── DATA RECORDS ──

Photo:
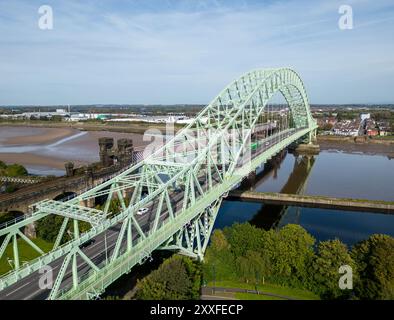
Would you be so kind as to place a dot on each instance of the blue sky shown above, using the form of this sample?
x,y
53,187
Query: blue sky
x,y
186,51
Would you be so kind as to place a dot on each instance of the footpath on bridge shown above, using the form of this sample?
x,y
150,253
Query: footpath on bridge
x,y
363,205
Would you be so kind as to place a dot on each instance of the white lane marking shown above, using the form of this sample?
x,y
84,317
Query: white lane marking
x,y
17,289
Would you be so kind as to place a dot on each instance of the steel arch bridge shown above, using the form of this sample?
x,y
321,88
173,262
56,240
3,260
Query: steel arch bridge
x,y
169,200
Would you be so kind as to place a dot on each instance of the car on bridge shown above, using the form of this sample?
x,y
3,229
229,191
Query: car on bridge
x,y
87,243
142,211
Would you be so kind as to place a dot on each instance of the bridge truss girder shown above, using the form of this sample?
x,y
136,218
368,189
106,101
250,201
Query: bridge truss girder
x,y
204,160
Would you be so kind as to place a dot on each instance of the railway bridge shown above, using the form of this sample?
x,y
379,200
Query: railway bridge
x,y
170,199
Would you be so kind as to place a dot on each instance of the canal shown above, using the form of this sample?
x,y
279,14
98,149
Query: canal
x,y
331,173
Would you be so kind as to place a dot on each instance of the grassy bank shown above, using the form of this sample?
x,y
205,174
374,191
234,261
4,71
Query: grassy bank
x,y
268,288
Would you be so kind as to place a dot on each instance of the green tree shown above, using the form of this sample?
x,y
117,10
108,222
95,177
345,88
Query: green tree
x,y
175,279
219,260
2,166
324,269
253,266
375,262
290,251
243,237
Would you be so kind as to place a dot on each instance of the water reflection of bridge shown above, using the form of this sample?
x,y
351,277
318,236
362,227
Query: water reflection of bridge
x,y
271,215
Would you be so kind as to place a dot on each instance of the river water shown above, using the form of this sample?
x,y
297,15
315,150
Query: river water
x,y
336,174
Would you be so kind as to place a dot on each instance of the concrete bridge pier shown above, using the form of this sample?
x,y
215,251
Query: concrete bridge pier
x,y
249,181
31,231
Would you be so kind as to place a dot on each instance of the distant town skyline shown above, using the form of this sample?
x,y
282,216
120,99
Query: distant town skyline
x,y
186,52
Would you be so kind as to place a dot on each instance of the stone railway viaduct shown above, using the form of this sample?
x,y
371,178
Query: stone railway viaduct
x,y
112,161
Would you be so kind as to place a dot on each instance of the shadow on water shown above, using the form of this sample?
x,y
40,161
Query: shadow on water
x,y
269,216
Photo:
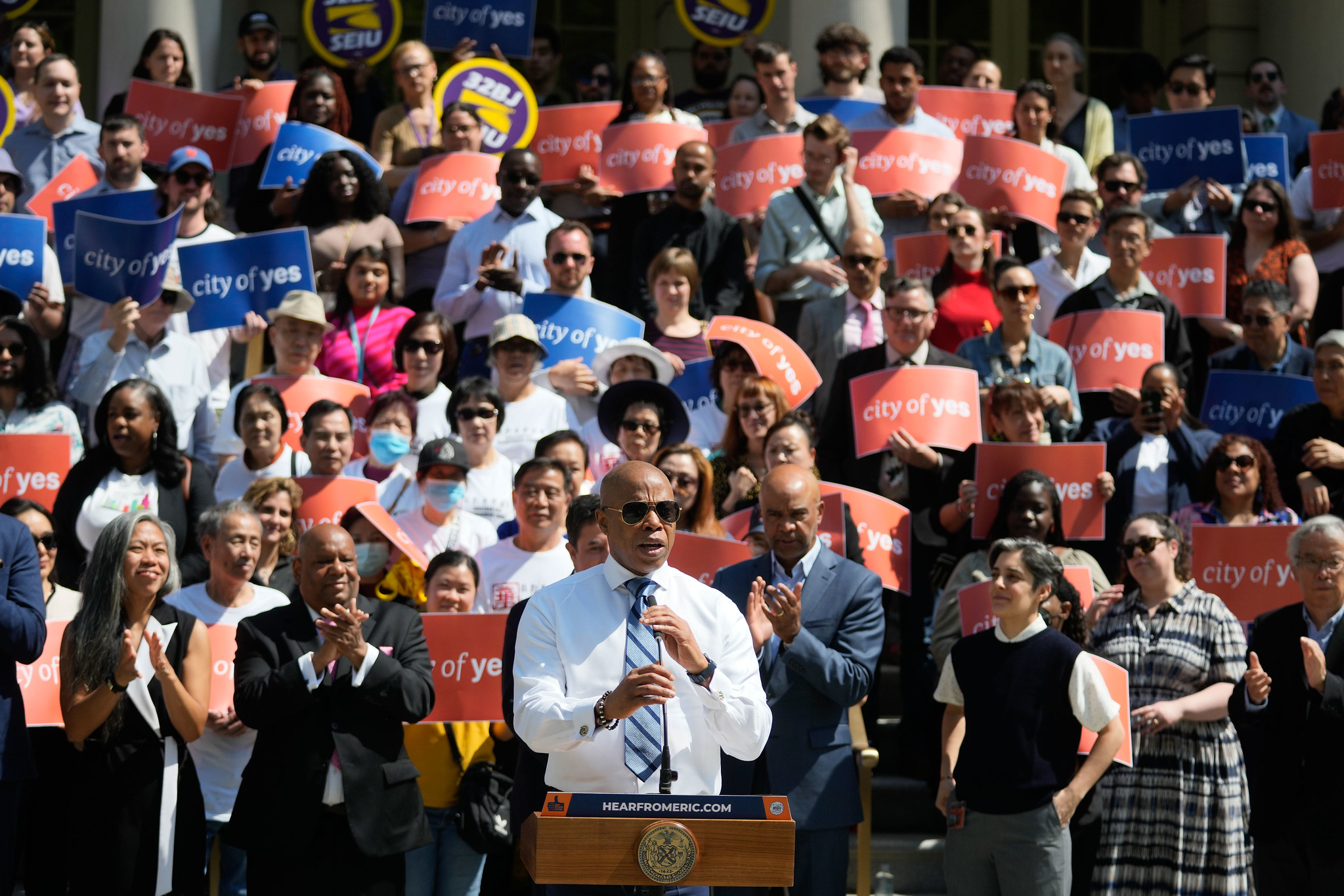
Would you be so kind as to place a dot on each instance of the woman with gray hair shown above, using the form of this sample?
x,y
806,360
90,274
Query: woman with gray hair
x,y
133,692
1083,123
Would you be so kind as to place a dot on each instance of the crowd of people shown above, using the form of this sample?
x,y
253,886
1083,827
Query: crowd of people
x,y
552,489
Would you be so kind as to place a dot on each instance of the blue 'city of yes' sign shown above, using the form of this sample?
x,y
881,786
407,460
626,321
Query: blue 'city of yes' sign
x,y
1251,402
507,23
1179,146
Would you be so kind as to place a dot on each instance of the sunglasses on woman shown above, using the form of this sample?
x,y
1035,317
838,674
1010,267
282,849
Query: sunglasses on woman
x,y
1144,545
1242,461
635,512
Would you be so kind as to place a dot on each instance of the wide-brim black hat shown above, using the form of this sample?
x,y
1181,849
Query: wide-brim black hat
x,y
611,410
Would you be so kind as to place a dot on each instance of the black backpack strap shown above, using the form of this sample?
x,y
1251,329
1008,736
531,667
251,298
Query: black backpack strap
x,y
816,218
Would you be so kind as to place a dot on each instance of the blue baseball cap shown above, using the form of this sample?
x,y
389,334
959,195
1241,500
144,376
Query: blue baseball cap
x,y
186,155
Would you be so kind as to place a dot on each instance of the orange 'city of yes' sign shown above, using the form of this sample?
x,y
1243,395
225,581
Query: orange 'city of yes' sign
x,y
1246,566
773,354
327,498
968,112
299,394
383,522
260,119
922,255
703,555
883,532
638,156
749,172
896,160
936,405
77,177
1190,270
1327,155
1006,172
33,465
468,654
570,136
179,117
1072,468
1110,347
458,184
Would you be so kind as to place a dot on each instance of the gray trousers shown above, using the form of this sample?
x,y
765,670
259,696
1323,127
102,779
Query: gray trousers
x,y
1023,855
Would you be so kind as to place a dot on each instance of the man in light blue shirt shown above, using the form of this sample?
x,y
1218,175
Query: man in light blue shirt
x,y
800,261
498,258
61,133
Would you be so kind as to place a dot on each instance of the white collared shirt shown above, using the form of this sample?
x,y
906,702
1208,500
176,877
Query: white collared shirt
x,y
1056,285
855,320
1088,694
525,237
571,651
334,792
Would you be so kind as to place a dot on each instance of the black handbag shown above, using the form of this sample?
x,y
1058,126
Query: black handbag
x,y
481,816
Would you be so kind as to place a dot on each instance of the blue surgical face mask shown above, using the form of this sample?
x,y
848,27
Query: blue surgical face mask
x,y
387,446
444,495
371,558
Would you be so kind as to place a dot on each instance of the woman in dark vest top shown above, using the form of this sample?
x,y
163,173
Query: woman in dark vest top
x,y
1018,698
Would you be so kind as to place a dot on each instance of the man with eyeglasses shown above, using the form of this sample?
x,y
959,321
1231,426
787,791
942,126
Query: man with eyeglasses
x,y
1290,711
297,327
1267,310
693,222
707,97
817,622
1267,88
804,227
498,258
1121,181
592,681
1062,272
840,326
1129,241
843,56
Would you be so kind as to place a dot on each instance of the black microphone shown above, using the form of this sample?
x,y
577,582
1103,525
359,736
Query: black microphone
x,y
666,774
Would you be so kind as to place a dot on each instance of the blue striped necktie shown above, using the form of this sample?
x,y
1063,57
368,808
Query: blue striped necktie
x,y
643,730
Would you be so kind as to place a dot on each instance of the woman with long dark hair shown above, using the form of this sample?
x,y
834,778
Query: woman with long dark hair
x,y
135,467
163,60
320,100
1178,820
135,681
366,324
345,209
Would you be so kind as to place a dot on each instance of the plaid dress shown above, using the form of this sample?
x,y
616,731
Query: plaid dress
x,y
1179,821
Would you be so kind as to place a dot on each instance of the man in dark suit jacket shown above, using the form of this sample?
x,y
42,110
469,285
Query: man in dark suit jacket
x,y
1293,731
23,634
1268,350
330,800
817,625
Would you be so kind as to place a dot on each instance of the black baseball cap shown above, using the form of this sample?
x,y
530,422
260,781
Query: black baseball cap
x,y
257,20
446,452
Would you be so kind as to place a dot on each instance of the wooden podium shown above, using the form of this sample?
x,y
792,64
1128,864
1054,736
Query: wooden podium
x,y
661,840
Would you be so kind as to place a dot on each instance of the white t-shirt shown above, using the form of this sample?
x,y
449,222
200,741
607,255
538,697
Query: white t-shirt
x,y
1151,476
527,421
432,418
490,492
214,343
398,494
116,495
234,477
1330,257
464,532
222,758
509,574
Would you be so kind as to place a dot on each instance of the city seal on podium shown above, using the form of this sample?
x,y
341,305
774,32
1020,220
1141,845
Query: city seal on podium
x,y
667,852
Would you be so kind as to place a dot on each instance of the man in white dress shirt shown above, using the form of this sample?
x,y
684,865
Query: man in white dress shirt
x,y
581,696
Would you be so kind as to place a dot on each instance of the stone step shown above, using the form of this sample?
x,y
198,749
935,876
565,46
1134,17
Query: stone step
x,y
916,861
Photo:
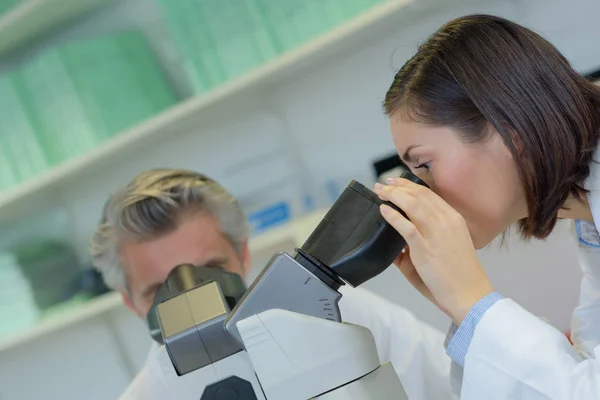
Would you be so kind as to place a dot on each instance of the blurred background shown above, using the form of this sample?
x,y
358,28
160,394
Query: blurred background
x,y
278,100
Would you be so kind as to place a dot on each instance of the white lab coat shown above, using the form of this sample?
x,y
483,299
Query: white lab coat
x,y
513,354
516,355
415,349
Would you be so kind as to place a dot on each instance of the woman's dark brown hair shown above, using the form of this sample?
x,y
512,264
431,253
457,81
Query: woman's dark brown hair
x,y
482,70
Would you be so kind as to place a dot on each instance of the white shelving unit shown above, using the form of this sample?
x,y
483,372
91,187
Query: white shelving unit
x,y
296,231
49,185
33,18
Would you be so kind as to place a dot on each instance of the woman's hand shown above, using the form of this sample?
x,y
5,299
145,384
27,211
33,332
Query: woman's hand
x,y
440,261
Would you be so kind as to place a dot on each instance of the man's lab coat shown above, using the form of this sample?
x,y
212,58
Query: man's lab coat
x,y
513,353
416,350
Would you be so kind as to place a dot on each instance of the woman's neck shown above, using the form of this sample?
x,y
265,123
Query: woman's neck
x,y
576,209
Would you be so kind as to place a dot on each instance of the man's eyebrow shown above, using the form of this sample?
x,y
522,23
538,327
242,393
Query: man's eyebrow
x,y
215,262
406,157
151,289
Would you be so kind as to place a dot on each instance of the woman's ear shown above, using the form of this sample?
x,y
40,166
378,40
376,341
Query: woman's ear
x,y
246,259
513,141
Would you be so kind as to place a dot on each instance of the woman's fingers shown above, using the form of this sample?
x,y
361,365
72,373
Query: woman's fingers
x,y
414,205
406,228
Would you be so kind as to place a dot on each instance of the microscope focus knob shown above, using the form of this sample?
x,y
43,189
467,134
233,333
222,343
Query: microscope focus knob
x,y
232,388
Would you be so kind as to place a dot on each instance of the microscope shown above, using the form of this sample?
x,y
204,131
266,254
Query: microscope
x,y
283,338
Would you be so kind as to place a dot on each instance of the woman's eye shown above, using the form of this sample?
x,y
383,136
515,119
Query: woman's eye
x,y
423,166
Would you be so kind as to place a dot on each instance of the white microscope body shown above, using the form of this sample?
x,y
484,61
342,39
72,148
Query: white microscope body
x,y
283,338
286,355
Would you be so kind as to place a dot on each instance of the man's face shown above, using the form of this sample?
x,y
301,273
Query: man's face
x,y
197,241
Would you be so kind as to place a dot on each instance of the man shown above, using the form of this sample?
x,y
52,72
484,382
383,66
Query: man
x,y
168,217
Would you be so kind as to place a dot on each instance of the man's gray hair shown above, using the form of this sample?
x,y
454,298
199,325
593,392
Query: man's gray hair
x,y
151,205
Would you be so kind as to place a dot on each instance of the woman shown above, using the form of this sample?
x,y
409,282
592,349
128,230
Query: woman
x,y
504,131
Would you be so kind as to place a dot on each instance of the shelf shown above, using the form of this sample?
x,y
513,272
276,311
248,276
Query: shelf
x,y
296,230
33,18
342,39
54,323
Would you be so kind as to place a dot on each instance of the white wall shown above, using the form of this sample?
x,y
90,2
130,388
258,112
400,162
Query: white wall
x,y
333,107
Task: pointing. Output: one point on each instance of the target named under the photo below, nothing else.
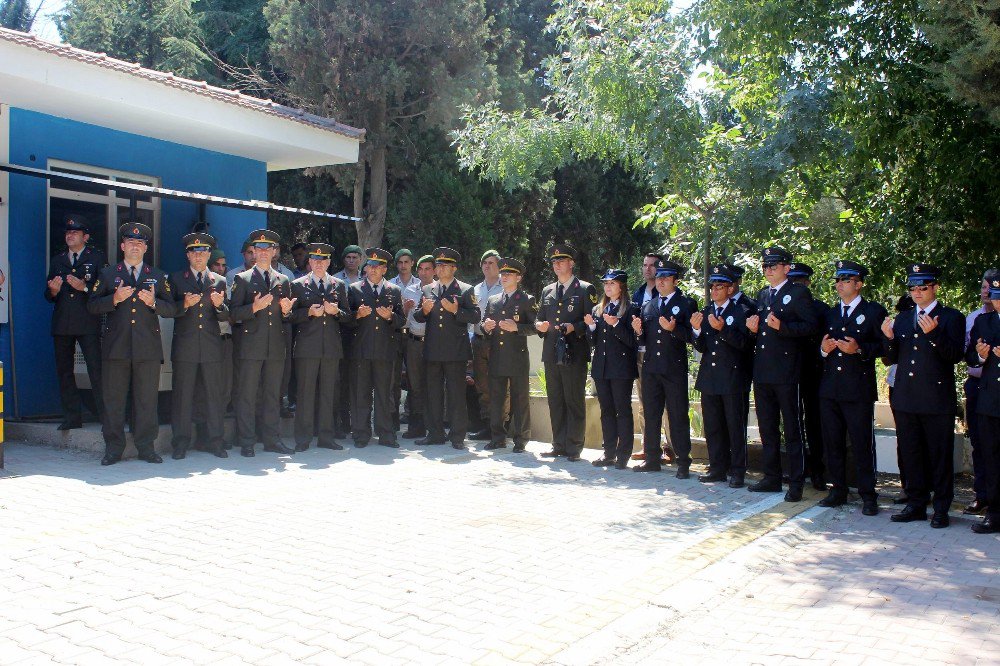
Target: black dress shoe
(908, 515)
(988, 526)
(833, 499)
(977, 508)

───

WORK TO COMPLETE
Transcribe exactly the span of lines from the line holding "the man's gray" through the last line above, both included. Pictures stay out.

ANSWER SECTION
Would you be so kind as to place a dot on each instance of the man's gray hair shown above, using the form of this sample?
x,y
454,298
199,325
593,392
Query: man's gray hair
x,y
151,205
Would you be so kind as to place a dot on each instance of the woman shown above, using the form of this sample?
x,y
409,282
592,349
128,230
Query: woman
x,y
504,131
Would you be so kind as to place a dot on each instance of the shelf shown above, using the form of this sample?
x,y
513,272
276,311
248,276
Query: shelf
x,y
296,230
33,18
342,39
54,323
Would you be so kind as to place a dot on each instance of the white wall shown above, using the form of this sample?
x,y
90,2
130,388
258,112
400,162
Query: white wall
x,y
333,107
Task: pointing. Output: one point on each instance of the target named under the photo below, nothing else.
Target: black dress shoe
(908, 515)
(988, 526)
(833, 499)
(977, 508)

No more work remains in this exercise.